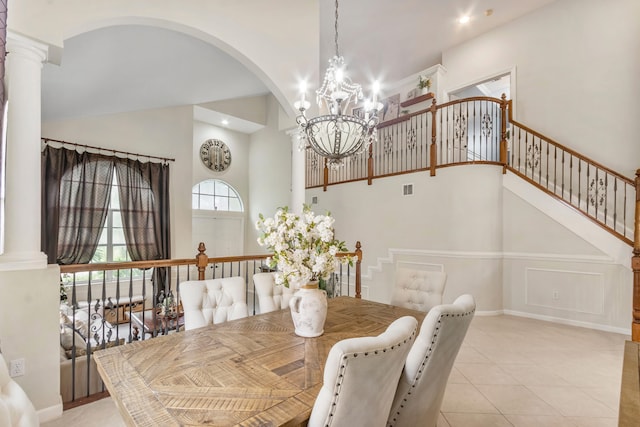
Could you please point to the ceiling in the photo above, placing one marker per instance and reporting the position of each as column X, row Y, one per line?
column 127, row 68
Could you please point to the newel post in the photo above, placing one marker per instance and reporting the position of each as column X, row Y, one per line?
column 325, row 178
column 433, row 151
column 201, row 260
column 358, row 269
column 635, row 265
column 503, row 132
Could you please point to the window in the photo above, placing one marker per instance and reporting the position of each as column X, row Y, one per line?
column 215, row 195
column 112, row 245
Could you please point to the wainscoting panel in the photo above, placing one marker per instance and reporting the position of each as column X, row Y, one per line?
column 578, row 291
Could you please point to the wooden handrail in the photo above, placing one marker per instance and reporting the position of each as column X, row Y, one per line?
column 201, row 261
column 565, row 148
column 635, row 266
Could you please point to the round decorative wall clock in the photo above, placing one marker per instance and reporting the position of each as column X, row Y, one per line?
column 215, row 155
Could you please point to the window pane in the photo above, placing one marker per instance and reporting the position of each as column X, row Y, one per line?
column 206, row 202
column 227, row 198
column 117, row 219
column 120, row 254
column 96, row 276
column 234, row 205
column 103, row 237
column 222, row 189
column 222, row 203
column 206, row 187
column 118, row 236
column 100, row 255
column 115, row 200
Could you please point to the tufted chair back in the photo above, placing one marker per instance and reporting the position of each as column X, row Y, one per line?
column 360, row 377
column 426, row 372
column 213, row 301
column 16, row 410
column 271, row 297
column 418, row 289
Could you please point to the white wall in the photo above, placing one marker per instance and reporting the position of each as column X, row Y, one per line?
column 29, row 322
column 236, row 175
column 285, row 51
column 270, row 173
column 449, row 216
column 577, row 75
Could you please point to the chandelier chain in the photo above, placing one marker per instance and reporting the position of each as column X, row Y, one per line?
column 336, row 28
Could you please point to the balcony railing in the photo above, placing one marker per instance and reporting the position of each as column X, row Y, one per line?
column 482, row 130
column 104, row 313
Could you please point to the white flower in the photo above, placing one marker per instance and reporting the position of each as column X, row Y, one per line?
column 304, row 246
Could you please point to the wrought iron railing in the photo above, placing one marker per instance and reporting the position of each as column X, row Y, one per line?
column 482, row 130
column 101, row 313
column 603, row 195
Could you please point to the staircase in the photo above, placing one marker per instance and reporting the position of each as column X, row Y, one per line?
column 481, row 130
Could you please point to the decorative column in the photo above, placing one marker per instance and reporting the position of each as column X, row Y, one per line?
column 297, row 173
column 22, row 183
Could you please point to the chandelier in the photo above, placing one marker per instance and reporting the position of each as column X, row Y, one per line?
column 336, row 135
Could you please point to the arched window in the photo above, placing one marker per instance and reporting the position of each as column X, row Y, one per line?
column 215, row 195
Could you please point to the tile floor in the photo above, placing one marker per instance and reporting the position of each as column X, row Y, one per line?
column 510, row 371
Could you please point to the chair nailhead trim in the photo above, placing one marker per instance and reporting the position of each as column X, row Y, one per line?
column 343, row 367
column 434, row 338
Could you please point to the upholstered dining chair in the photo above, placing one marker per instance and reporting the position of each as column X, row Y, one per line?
column 423, row 381
column 418, row 289
column 213, row 301
column 271, row 297
column 360, row 377
column 16, row 410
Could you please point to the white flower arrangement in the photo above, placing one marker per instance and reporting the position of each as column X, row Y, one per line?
column 304, row 247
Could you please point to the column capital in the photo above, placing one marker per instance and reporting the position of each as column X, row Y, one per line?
column 18, row 44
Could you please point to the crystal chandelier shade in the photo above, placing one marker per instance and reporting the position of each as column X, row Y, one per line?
column 337, row 135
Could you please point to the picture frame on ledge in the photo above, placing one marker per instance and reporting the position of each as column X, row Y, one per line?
column 390, row 108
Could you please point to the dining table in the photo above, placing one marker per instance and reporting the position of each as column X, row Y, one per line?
column 248, row 372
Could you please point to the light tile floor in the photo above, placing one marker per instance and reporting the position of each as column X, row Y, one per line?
column 511, row 371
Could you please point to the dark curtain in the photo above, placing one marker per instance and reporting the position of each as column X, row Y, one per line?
column 144, row 205
column 75, row 198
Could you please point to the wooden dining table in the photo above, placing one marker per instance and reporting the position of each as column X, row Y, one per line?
column 248, row 372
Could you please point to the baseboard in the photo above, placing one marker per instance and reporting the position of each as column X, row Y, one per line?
column 50, row 413
column 588, row 325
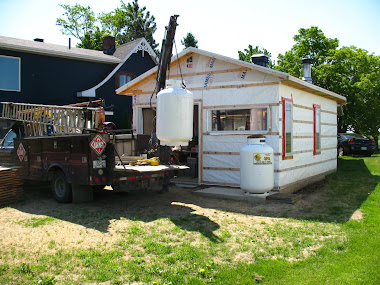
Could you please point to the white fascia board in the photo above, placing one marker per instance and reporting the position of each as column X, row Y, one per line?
column 92, row 91
column 339, row 98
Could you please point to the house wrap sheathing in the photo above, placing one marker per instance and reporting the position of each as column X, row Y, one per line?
column 237, row 99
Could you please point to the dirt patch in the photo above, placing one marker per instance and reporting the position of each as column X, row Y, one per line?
column 138, row 223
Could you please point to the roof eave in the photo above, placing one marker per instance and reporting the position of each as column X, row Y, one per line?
column 306, row 86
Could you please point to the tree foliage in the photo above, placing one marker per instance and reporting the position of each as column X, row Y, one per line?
column 126, row 23
column 78, row 20
column 189, row 41
column 349, row 71
column 311, row 43
column 130, row 22
column 248, row 52
column 355, row 74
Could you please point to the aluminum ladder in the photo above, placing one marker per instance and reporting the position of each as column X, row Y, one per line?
column 41, row 120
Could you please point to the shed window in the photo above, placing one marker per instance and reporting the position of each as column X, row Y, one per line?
column 239, row 120
column 10, row 73
column 123, row 78
column 287, row 128
column 317, row 129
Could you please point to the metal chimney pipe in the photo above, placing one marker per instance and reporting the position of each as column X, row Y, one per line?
column 306, row 70
column 260, row 59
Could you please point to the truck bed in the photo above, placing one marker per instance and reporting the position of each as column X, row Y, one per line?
column 149, row 168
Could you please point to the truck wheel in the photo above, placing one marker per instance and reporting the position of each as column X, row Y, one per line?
column 61, row 189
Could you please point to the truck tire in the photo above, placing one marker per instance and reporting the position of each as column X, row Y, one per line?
column 62, row 191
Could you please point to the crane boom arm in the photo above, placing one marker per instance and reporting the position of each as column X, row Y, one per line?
column 166, row 53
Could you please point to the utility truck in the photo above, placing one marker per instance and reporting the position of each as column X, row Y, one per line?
column 74, row 148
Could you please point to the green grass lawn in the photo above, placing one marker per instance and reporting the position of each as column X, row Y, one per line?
column 331, row 236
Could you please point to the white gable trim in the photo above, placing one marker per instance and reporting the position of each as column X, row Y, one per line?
column 143, row 45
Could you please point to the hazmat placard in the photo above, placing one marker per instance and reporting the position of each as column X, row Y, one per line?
column 262, row 158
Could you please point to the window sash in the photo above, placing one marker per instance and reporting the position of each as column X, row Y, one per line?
column 234, row 120
column 10, row 73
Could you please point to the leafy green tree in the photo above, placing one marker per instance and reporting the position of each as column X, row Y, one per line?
column 130, row 22
column 355, row 74
column 189, row 41
column 79, row 22
column 348, row 71
column 311, row 43
column 248, row 52
column 126, row 23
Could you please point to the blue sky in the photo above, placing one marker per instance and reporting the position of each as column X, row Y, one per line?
column 220, row 26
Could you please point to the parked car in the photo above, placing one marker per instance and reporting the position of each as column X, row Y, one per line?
column 350, row 143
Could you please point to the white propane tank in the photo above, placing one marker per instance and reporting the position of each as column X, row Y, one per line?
column 256, row 166
column 174, row 115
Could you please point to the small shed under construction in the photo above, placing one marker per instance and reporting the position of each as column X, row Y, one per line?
column 234, row 99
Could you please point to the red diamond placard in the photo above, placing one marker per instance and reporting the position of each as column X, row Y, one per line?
column 21, row 152
column 98, row 144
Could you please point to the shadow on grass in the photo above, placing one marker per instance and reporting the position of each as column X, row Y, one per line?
column 336, row 199
column 109, row 205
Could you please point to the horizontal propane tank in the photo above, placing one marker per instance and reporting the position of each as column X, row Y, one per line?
column 174, row 114
column 256, row 166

**Assigned task:** From the line with "Could you please point to the shadow" to the final line of the entries above, return every line exactly as written.

**Reply to the exercise:**
Could you please point to the shadow on grass in the photo above, placing one marker per instance and reporting the position of each as column X, row Y, one per line?
column 336, row 199
column 109, row 205
Could you please point to the horizontal propane tank in the photo above, placing one marker per instance and reporting the position of each as column X, row Y, one per line?
column 174, row 114
column 256, row 166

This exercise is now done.